===== LISTING =====

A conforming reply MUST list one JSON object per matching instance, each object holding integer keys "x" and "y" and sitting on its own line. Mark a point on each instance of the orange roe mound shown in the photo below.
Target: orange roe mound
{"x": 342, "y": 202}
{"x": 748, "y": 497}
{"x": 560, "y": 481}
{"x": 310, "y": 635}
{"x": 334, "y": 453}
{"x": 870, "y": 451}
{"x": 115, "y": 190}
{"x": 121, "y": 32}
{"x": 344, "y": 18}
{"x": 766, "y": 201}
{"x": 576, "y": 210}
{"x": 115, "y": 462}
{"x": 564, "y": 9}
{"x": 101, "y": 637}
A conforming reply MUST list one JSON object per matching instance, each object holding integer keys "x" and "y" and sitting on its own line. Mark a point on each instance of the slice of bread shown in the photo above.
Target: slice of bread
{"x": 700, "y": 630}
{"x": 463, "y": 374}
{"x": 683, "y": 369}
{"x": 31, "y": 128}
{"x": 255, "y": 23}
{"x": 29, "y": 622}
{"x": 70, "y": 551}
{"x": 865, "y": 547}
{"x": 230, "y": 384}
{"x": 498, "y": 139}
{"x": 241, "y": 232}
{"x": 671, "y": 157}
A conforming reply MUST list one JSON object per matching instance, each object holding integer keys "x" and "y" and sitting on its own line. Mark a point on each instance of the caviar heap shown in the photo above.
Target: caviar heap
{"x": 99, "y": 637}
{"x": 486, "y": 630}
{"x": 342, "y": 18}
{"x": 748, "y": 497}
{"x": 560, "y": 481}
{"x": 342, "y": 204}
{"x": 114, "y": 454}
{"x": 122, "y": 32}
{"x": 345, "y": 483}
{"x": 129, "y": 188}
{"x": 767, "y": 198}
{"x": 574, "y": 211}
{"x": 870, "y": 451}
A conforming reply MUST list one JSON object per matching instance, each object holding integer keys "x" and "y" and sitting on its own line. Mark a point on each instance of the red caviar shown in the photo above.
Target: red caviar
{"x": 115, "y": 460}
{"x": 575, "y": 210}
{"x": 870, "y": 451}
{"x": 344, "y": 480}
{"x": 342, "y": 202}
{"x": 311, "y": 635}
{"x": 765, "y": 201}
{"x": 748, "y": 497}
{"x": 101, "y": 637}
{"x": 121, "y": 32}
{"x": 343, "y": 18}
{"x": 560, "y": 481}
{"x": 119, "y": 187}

=====

> EXERCISE GOAL
Copy every line of the listing above without changing anything.

> OUTPUT BELOW
A conforming reply MUST list one JSON object per matching instance, each object holding integer keys "x" and "y" and sitting on its own line. Mark a point on each instance of the orange roe mound shown in the photo below.
Target: orange roe mound
{"x": 342, "y": 202}
{"x": 748, "y": 497}
{"x": 560, "y": 481}
{"x": 310, "y": 635}
{"x": 334, "y": 453}
{"x": 870, "y": 451}
{"x": 115, "y": 190}
{"x": 121, "y": 32}
{"x": 344, "y": 18}
{"x": 766, "y": 201}
{"x": 576, "y": 210}
{"x": 115, "y": 462}
{"x": 564, "y": 9}
{"x": 101, "y": 637}
A conforming reply MUST list one JSON object per matching instance, each object holding integer keys "x" and "y" and sitting on its own line. Mark a point on each instance of the slice of bread shown in the photo above.
Target: slice of bread
{"x": 700, "y": 630}
{"x": 463, "y": 374}
{"x": 683, "y": 369}
{"x": 31, "y": 128}
{"x": 255, "y": 23}
{"x": 29, "y": 622}
{"x": 70, "y": 551}
{"x": 865, "y": 547}
{"x": 230, "y": 384}
{"x": 498, "y": 139}
{"x": 241, "y": 232}
{"x": 671, "y": 157}
A conforming reply MUST list one JSON object per matching instance, each object holding integer keys "x" and "y" and sitting on its own line. Mark a point on each instance of the caviar heap shown in the photo above.
Target: caviar heap
{"x": 99, "y": 637}
{"x": 486, "y": 630}
{"x": 342, "y": 18}
{"x": 748, "y": 497}
{"x": 560, "y": 481}
{"x": 342, "y": 204}
{"x": 114, "y": 454}
{"x": 122, "y": 32}
{"x": 345, "y": 483}
{"x": 129, "y": 188}
{"x": 767, "y": 198}
{"x": 574, "y": 211}
{"x": 870, "y": 451}
A conforming reply MUST list one JSON object per matching instance, each object holding integer keys "x" and "y" and sitting on its own line. Mark a point on each instance of the red caviar shown in the photo above.
Target: red caviar
{"x": 115, "y": 460}
{"x": 575, "y": 210}
{"x": 870, "y": 451}
{"x": 344, "y": 480}
{"x": 342, "y": 202}
{"x": 311, "y": 635}
{"x": 765, "y": 201}
{"x": 748, "y": 497}
{"x": 101, "y": 637}
{"x": 121, "y": 32}
{"x": 343, "y": 18}
{"x": 560, "y": 481}
{"x": 119, "y": 187}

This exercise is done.